WHAT NEEDS TO BE DONE:
Pull out every line of the records that contains the word "stalk", treating uppercase and lowercase as different.

Stored items from a collection:
.....
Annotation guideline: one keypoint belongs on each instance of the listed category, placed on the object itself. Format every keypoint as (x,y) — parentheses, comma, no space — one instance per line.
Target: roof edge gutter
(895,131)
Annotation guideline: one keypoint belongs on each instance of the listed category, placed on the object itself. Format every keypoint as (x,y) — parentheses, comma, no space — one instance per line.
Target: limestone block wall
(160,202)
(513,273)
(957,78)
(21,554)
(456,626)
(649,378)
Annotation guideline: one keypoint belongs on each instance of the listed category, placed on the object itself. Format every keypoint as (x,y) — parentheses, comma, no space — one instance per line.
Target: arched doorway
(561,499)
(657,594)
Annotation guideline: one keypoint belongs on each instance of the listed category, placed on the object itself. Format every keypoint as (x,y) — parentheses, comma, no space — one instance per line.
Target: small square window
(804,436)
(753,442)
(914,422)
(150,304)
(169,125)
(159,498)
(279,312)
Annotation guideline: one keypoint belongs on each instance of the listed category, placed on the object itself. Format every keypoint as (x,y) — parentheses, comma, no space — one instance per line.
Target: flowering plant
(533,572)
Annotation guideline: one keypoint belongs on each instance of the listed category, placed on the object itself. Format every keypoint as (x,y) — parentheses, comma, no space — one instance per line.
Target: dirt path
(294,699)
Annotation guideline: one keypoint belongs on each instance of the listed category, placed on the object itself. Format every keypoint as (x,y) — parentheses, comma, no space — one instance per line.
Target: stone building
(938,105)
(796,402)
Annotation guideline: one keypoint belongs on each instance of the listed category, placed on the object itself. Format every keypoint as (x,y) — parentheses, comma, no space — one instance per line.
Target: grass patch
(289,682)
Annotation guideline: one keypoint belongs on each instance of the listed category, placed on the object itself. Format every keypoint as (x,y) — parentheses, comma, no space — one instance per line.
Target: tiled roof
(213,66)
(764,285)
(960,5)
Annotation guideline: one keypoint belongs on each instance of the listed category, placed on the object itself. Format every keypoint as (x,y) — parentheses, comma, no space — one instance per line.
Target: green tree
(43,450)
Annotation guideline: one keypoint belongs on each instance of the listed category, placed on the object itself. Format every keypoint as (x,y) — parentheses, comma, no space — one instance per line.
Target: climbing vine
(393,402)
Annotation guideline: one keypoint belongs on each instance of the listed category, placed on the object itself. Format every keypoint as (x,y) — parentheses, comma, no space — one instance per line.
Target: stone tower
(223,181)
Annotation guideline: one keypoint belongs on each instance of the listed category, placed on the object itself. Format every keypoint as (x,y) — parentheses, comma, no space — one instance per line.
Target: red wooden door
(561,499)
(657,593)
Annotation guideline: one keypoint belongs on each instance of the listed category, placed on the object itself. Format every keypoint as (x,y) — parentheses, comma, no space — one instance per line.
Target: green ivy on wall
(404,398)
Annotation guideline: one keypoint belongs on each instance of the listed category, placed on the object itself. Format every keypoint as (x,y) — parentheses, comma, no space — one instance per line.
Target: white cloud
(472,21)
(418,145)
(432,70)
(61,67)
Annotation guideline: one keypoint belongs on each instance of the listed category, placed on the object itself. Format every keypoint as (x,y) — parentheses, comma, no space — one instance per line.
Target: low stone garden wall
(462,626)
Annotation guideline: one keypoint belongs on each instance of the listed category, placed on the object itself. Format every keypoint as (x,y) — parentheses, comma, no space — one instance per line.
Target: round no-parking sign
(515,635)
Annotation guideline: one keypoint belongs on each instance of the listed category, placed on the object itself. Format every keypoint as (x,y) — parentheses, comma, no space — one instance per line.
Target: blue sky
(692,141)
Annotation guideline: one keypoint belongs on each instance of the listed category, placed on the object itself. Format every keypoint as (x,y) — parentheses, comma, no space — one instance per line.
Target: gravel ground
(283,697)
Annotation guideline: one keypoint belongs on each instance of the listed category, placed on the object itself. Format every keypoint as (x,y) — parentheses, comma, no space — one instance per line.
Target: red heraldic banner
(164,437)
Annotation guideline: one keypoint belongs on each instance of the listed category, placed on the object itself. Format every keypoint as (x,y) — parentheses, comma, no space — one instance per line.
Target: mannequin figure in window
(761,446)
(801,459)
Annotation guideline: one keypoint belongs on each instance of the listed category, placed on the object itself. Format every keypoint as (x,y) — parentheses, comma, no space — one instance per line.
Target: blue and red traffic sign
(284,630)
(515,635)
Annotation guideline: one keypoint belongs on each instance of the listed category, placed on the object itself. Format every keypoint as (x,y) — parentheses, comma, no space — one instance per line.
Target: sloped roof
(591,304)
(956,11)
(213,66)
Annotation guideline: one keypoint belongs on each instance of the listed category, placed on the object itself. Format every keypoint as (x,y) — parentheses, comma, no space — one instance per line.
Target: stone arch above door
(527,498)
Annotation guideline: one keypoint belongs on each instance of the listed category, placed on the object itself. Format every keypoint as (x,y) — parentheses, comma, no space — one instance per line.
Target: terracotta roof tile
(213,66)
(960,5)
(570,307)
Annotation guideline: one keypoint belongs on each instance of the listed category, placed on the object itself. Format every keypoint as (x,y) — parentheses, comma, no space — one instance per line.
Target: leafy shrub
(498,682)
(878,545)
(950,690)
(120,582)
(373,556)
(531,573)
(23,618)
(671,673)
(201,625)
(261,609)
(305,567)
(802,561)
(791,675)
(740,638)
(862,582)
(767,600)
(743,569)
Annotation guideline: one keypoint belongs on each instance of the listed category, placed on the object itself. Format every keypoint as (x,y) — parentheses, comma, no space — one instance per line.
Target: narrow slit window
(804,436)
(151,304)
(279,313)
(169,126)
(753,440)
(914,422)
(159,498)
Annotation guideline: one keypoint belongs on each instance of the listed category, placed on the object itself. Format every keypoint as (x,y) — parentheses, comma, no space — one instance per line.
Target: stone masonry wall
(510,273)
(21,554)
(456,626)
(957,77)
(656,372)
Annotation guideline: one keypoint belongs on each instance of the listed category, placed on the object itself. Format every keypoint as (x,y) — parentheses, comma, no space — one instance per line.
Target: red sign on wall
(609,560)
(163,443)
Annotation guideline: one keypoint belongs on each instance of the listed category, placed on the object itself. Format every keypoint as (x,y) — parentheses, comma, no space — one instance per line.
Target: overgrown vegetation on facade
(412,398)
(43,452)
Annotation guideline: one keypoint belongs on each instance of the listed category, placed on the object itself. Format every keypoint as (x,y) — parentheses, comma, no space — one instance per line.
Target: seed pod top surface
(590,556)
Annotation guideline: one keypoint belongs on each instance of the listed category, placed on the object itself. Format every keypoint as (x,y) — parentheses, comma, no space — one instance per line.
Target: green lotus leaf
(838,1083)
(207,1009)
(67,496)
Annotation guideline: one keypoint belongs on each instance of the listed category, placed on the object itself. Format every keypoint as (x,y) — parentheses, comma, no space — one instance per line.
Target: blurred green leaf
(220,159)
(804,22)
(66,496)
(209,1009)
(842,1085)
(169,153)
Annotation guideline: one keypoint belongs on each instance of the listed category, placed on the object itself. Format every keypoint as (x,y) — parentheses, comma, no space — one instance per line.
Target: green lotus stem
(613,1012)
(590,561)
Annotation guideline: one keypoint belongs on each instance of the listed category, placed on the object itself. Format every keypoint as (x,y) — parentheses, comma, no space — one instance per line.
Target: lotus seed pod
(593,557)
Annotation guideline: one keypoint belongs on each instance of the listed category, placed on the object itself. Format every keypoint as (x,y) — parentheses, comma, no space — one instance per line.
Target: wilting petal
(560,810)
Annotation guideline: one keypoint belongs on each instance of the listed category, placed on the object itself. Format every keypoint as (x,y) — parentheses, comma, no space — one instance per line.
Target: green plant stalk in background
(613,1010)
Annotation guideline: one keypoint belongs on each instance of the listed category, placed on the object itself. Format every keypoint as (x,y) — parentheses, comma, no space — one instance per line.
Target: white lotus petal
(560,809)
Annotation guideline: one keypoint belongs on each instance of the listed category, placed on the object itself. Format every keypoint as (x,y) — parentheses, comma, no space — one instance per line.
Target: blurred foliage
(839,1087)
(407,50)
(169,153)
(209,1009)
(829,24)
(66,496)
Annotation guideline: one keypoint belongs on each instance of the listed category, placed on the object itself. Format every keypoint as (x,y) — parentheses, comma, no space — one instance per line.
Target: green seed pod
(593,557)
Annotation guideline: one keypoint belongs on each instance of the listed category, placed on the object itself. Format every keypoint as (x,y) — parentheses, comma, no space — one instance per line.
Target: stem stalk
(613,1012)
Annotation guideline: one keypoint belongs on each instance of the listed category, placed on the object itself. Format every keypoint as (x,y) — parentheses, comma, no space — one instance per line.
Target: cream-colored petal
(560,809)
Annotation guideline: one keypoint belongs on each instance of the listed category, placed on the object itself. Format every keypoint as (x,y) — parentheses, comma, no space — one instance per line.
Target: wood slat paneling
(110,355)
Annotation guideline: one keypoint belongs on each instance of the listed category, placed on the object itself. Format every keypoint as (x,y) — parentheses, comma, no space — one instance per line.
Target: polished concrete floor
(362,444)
.....
SOLUTION TO THIS TASK:
Target: green plant stalk in background
Target: stem stalk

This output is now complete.